TEXTE DE L'EXERCICE
En définitive, les coûts assumés par les communes ou leurs groupements pour l'accueil du logement social s'avèrent essentiels au mode de financement du secteur. La réforme de la taxe d'habitation, si elle n'est pas corrigée sur ce point, risque de donner un véritable coup d'arrêt à la politique de construction d'un secteur déjà bien à la peine, après la loi du 23 novembre 2018 portant évolution du logement, de l'aménagement et du numérique, la loi ÉLAN, et les ponctions financières qui l'ont suivie.

Je vous remercie, madame la secrétaire d'État, de m'indiquer les modifications susceptibles d'être proposées pour corriger cette situation.

Mme la présidente. La parole est à Mme la secrétaire d'État.

Mme Olivia Gregoire, secrétaire d'État auprès du ministre de l'économie, des finances et de la relance, chargée de l'économie sociale, solidaire et responsable. Le sujet que vous évoquez est complexe, madame la sénatrice Varaillas. Il fait intervenir deux facteurs : d'une part, la taxe d'habitation sur les résidences principales a été supprimée, ce qui fait – je ne vous apprends rien – que les logements sociaux, comme les logements privés ne produiront plus de recettes à ce titre à compter de 2021 ; d'autre part, grâce au nouveau schéma de financement entré en vigueur cette année, chaque collectivité a bénéficié de la compensation intégrale de sa perte de taxe d'habitation ou de taxe foncière, par l'intermédiaire d'un mécanisme fiscal pérenne et dynamique.

En matière de logements sociaux, précisément, il convient de distinguer ceux qui sont déjà construits – le stock – de ceux qui le seront prochainement – le flux.

Pour les logements sociaux déjà construits, la refonte de la fiscalité ne pénalise pas les communes. Comme je l'ai indiqué, celles-ci bénéficieront d'une compensation intégrale des pertes de taxe d'habitation liée à ces logements, grâce à un dispositif pérenne et dynamique.

Pour les futures constructions de logements sociaux, la loi de finances pour 2020 prévoit la remise d'un rapport du Gouvernement au Parlement en 2023. Il s'agira d'examiner un point particulier : la crainte, soulevée par certains observateurs, que les maires ne soient plus incités à construire ces logements sociaux au motif qu'ils ne percevront plus de taxe d'habitation, en plus de l'exonération de taxe foncière de longue durée dont bénéficient déjà les bailleurs sociaux.

Or la situation en matière de taxe d'habitation est la même pour toutes les catégories de logements et, pour la taxe foncière, l'exonération de longue durée existait déjà avant la refonte de la fiscalité locale et n'a pas été modifiée.

La difficulté provient davantage du caractère partiel de la compensation de cette exonération de taxe foncière pour les communes, question nécessitant une analyse approfondie et devant s'inscrire dans un cadre global.

On doit préciser, en premier lieu, que l'idée simple d'une meilleure compensation sur le foncier aurait un coût budgétaire certain pour l'État, pour un résultat incertain.

Dès lors, d'autres éléments doivent être pris en compte.

[Données de pointage d'expressions référentielles]
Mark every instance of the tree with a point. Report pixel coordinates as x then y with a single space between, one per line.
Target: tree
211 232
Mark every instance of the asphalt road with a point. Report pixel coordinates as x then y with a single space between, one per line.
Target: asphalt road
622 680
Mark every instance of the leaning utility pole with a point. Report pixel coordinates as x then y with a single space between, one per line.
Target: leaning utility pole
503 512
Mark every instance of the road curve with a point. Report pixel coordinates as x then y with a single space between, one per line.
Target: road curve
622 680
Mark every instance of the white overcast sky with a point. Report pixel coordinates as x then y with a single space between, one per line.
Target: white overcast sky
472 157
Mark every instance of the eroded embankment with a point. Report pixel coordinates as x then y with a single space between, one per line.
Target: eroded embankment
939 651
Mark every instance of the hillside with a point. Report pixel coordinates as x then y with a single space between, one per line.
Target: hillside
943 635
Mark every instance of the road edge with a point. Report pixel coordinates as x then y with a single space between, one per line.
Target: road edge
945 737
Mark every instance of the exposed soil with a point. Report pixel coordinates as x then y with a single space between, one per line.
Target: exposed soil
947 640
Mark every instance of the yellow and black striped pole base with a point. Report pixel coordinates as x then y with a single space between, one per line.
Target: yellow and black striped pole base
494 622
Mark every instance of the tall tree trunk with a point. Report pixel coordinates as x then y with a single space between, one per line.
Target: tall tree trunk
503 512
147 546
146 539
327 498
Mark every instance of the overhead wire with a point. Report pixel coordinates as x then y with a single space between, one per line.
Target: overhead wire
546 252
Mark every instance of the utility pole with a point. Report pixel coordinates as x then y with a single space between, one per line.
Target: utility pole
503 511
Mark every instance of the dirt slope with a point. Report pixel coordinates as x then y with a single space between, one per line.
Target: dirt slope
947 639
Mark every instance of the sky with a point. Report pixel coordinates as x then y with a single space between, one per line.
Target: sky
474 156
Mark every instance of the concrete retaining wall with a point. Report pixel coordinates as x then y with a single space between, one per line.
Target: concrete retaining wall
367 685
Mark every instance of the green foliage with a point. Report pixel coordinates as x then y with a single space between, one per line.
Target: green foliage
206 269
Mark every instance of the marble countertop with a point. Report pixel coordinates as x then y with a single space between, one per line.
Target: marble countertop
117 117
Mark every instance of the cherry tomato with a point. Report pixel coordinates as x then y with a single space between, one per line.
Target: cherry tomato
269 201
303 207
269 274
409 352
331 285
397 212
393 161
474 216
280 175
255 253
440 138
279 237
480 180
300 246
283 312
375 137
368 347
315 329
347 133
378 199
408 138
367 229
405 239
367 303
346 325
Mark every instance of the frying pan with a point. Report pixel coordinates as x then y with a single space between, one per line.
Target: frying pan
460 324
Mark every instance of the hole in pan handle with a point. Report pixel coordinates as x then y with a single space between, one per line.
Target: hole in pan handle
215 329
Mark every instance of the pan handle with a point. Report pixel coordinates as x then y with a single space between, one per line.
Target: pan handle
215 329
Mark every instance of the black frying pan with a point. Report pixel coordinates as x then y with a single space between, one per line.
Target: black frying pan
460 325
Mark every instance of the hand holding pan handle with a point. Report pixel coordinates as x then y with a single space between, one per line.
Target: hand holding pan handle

DÉTAILS DU PROBLÈME
Selon l'extrait sur la taxe d'habitation et le logement social, en quelle année la loi de finances pour 2020 prévoit-elle la remise d'un rapport du Gouvernement au Parlement sur les futures constructions de logements sociaux ? Ce matériel provient d'une autre source.

SOLUTION RÉDIGÉE
En 2023.